**DATA RECORDS**
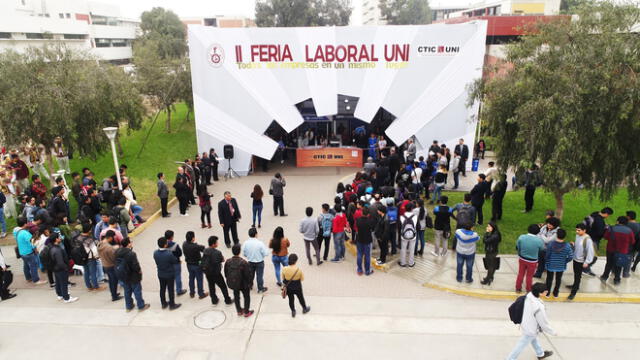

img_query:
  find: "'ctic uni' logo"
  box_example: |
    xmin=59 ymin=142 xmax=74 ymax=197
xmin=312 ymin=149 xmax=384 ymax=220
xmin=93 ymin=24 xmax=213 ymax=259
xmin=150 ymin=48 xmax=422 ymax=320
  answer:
xmin=418 ymin=45 xmax=460 ymax=56
xmin=207 ymin=44 xmax=224 ymax=68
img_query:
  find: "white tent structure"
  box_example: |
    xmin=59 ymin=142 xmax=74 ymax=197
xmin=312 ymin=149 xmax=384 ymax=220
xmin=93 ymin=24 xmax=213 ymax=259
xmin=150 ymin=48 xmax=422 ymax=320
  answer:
xmin=189 ymin=20 xmax=487 ymax=173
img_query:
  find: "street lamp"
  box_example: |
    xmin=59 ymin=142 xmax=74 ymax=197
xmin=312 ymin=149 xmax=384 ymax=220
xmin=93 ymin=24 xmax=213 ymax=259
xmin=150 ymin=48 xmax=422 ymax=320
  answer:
xmin=102 ymin=127 xmax=122 ymax=191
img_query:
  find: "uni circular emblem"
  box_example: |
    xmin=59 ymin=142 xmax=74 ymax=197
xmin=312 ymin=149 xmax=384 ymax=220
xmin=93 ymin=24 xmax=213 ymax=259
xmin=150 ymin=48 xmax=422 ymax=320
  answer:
xmin=207 ymin=44 xmax=224 ymax=68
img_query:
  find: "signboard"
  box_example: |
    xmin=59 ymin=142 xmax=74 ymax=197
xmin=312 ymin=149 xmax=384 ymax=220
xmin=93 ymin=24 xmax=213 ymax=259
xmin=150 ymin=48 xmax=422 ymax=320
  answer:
xmin=296 ymin=147 xmax=362 ymax=167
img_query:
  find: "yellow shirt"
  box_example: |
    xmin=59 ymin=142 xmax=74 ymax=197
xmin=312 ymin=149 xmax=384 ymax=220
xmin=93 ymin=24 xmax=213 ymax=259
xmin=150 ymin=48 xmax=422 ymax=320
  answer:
xmin=282 ymin=265 xmax=304 ymax=281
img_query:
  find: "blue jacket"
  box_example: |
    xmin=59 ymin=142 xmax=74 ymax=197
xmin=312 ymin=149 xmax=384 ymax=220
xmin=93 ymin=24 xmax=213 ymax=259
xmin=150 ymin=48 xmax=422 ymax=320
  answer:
xmin=545 ymin=241 xmax=573 ymax=272
xmin=153 ymin=249 xmax=180 ymax=279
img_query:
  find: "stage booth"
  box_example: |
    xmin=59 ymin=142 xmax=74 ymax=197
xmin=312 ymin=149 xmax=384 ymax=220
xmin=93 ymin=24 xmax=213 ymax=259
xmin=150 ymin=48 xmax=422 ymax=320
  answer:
xmin=188 ymin=20 xmax=487 ymax=174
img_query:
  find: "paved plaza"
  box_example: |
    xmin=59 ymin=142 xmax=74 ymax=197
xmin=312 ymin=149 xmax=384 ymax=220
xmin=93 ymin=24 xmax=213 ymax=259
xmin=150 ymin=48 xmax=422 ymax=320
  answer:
xmin=0 ymin=168 xmax=640 ymax=360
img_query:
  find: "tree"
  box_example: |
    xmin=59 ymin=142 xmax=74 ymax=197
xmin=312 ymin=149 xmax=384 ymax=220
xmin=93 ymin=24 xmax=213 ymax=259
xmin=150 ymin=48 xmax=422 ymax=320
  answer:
xmin=0 ymin=46 xmax=144 ymax=160
xmin=133 ymin=8 xmax=193 ymax=132
xmin=256 ymin=0 xmax=352 ymax=27
xmin=471 ymin=2 xmax=640 ymax=217
xmin=379 ymin=0 xmax=431 ymax=25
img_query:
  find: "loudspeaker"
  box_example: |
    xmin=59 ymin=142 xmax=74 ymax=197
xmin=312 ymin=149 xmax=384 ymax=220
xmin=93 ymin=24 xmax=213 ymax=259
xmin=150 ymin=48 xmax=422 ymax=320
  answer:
xmin=223 ymin=145 xmax=233 ymax=159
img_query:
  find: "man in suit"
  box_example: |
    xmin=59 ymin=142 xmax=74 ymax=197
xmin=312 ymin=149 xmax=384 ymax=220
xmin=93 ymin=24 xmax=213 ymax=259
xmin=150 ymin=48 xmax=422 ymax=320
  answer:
xmin=218 ymin=191 xmax=241 ymax=248
xmin=454 ymin=139 xmax=469 ymax=177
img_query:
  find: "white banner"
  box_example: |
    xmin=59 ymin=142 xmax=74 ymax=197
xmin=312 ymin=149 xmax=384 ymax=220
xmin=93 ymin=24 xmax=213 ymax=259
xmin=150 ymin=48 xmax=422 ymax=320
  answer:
xmin=189 ymin=20 xmax=487 ymax=172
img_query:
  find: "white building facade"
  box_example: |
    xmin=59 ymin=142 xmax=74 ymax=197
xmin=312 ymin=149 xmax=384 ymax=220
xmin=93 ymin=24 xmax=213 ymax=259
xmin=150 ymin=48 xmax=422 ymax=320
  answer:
xmin=0 ymin=0 xmax=140 ymax=64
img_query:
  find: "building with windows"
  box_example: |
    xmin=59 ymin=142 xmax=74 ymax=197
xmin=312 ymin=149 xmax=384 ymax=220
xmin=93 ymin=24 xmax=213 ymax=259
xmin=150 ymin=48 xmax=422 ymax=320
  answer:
xmin=0 ymin=0 xmax=140 ymax=64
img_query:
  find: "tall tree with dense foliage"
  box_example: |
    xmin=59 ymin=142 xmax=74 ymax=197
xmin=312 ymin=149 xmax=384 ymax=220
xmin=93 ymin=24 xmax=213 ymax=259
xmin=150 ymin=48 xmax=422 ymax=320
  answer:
xmin=133 ymin=8 xmax=193 ymax=132
xmin=472 ymin=2 xmax=640 ymax=217
xmin=256 ymin=0 xmax=352 ymax=27
xmin=379 ymin=0 xmax=431 ymax=25
xmin=0 ymin=46 xmax=144 ymax=160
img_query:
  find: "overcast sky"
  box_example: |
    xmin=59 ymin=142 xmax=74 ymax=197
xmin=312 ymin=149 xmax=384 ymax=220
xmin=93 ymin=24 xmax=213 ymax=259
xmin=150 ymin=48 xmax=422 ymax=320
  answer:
xmin=105 ymin=0 xmax=477 ymax=24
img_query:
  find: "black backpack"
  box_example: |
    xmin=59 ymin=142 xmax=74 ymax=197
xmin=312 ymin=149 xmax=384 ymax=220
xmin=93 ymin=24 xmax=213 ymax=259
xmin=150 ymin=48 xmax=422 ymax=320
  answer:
xmin=509 ymin=295 xmax=527 ymax=324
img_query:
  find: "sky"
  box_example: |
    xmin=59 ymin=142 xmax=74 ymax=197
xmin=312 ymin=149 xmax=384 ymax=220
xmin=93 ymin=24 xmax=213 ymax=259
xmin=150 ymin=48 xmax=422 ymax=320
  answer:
xmin=105 ymin=0 xmax=477 ymax=25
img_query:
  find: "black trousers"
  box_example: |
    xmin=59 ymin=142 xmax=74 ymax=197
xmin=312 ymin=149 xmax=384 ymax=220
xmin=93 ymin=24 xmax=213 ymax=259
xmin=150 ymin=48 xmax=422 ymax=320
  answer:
xmin=571 ymin=260 xmax=584 ymax=295
xmin=287 ymin=288 xmax=307 ymax=311
xmin=160 ymin=198 xmax=169 ymax=216
xmin=233 ymin=289 xmax=251 ymax=313
xmin=206 ymin=273 xmax=231 ymax=304
xmin=547 ymin=270 xmax=564 ymax=296
xmin=524 ymin=186 xmax=536 ymax=211
xmin=273 ymin=196 xmax=284 ymax=216
xmin=491 ymin=197 xmax=503 ymax=221
xmin=158 ymin=277 xmax=176 ymax=306
xmin=222 ymin=221 xmax=240 ymax=245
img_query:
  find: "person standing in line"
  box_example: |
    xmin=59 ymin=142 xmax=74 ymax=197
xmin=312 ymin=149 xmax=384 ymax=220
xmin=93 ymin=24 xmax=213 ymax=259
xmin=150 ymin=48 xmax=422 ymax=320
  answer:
xmin=269 ymin=173 xmax=287 ymax=216
xmin=282 ymin=254 xmax=311 ymax=317
xmin=116 ymin=237 xmax=150 ymax=312
xmin=182 ymin=231 xmax=209 ymax=300
xmin=218 ymin=191 xmax=242 ymax=248
xmin=49 ymin=233 xmax=78 ymax=304
xmin=480 ymin=221 xmax=502 ymax=285
xmin=243 ymin=227 xmax=269 ymax=294
xmin=269 ymin=226 xmax=291 ymax=286
xmin=157 ymin=172 xmax=171 ymax=217
xmin=164 ymin=230 xmax=187 ymax=296
xmin=454 ymin=139 xmax=469 ymax=177
xmin=251 ymin=184 xmax=264 ymax=228
xmin=507 ymin=283 xmax=556 ymax=360
xmin=456 ymin=224 xmax=480 ymax=283
xmin=98 ymin=230 xmax=122 ymax=301
xmin=516 ymin=224 xmax=544 ymax=293
xmin=331 ymin=204 xmax=348 ymax=262
xmin=153 ymin=237 xmax=181 ymax=310
xmin=545 ymin=229 xmax=573 ymax=298
xmin=224 ymin=244 xmax=253 ymax=317
xmin=198 ymin=184 xmax=212 ymax=229
xmin=298 ymin=206 xmax=322 ymax=265
xmin=202 ymin=236 xmax=233 ymax=305
xmin=600 ymin=216 xmax=635 ymax=285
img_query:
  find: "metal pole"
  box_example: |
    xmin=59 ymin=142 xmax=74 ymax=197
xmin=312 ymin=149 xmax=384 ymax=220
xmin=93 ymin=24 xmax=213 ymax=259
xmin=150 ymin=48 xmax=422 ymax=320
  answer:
xmin=109 ymin=139 xmax=122 ymax=191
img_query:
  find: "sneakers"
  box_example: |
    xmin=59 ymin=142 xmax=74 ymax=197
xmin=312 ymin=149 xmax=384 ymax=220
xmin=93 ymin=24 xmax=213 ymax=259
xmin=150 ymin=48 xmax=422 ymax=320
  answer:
xmin=64 ymin=296 xmax=78 ymax=304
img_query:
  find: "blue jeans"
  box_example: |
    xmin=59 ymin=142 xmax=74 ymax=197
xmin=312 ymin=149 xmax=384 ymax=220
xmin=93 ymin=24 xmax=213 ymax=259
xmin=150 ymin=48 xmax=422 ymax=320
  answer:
xmin=252 ymin=204 xmax=262 ymax=226
xmin=333 ymin=231 xmax=346 ymax=260
xmin=507 ymin=335 xmax=544 ymax=360
xmin=22 ymin=253 xmax=40 ymax=282
xmin=356 ymin=242 xmax=371 ymax=274
xmin=187 ymin=264 xmax=204 ymax=296
xmin=84 ymin=259 xmax=98 ymax=289
xmin=173 ymin=264 xmax=182 ymax=293
xmin=456 ymin=254 xmax=476 ymax=282
xmin=0 ymin=206 xmax=7 ymax=233
xmin=271 ymin=255 xmax=289 ymax=283
xmin=122 ymin=282 xmax=144 ymax=310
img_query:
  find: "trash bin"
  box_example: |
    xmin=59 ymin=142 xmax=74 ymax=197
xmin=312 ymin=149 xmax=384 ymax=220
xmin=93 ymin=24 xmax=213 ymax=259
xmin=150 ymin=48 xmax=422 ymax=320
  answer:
xmin=471 ymin=158 xmax=480 ymax=171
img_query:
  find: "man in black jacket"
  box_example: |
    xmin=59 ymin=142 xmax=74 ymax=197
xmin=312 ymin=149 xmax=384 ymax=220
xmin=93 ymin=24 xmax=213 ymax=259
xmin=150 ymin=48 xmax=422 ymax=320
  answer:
xmin=116 ymin=237 xmax=150 ymax=312
xmin=218 ymin=191 xmax=241 ymax=248
xmin=182 ymin=231 xmax=209 ymax=299
xmin=202 ymin=236 xmax=233 ymax=305
xmin=470 ymin=174 xmax=491 ymax=225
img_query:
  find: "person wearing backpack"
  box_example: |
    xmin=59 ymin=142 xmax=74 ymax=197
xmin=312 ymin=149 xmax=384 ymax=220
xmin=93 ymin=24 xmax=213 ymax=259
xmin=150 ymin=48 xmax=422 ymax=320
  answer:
xmin=398 ymin=202 xmax=418 ymax=267
xmin=545 ymin=229 xmax=573 ymax=298
xmin=507 ymin=283 xmax=556 ymax=360
xmin=455 ymin=223 xmax=480 ymax=283
xmin=116 ymin=237 xmax=150 ymax=312
xmin=318 ymin=204 xmax=334 ymax=261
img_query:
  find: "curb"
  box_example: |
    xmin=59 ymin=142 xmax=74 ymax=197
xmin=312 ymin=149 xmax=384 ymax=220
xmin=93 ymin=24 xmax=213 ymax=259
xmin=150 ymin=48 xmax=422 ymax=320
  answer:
xmin=422 ymin=283 xmax=640 ymax=304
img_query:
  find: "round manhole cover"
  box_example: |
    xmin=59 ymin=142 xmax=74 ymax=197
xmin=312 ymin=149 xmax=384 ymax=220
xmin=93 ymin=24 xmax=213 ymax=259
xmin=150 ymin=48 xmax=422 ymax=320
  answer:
xmin=195 ymin=310 xmax=227 ymax=330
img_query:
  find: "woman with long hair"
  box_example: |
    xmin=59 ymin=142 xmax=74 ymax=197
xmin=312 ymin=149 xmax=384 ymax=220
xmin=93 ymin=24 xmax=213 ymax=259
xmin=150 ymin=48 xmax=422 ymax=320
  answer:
xmin=480 ymin=221 xmax=501 ymax=285
xmin=251 ymin=184 xmax=264 ymax=227
xmin=269 ymin=226 xmax=291 ymax=286
xmin=198 ymin=184 xmax=212 ymax=229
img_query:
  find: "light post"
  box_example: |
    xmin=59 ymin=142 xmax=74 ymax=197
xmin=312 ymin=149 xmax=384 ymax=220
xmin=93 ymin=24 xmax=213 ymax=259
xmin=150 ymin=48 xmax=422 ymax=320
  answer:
xmin=102 ymin=127 xmax=122 ymax=191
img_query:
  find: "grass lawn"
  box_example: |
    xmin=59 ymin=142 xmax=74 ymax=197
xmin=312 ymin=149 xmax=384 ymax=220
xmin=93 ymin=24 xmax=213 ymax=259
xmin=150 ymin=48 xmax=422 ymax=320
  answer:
xmin=427 ymin=189 xmax=640 ymax=254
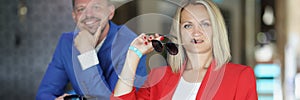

**YOUR INSTRUCTIONS**
Rename "tent" to "canopy" in the material from its first line through the line with "xmin=189 ymin=20 xmax=487 ymax=173", and give those lines again with nothing else changed. Leave the pictures out.

**FULL ANSWER**
img_query:
  find: "'ctic uni' logo"
  box_example: |
    xmin=59 ymin=142 xmax=74 ymax=197
xmin=312 ymin=149 xmax=384 ymax=220
xmin=93 ymin=24 xmax=213 ymax=259
xmin=150 ymin=48 xmax=422 ymax=320
  answer:
xmin=418 ymin=45 xmax=460 ymax=56
xmin=207 ymin=44 xmax=224 ymax=68
img_query:
  find: "white canopy structure"
  box_example: |
    xmin=59 ymin=142 xmax=74 ymax=197
xmin=312 ymin=149 xmax=384 ymax=220
xmin=93 ymin=24 xmax=213 ymax=259
xmin=150 ymin=48 xmax=422 ymax=320
  answer:
xmin=189 ymin=20 xmax=487 ymax=173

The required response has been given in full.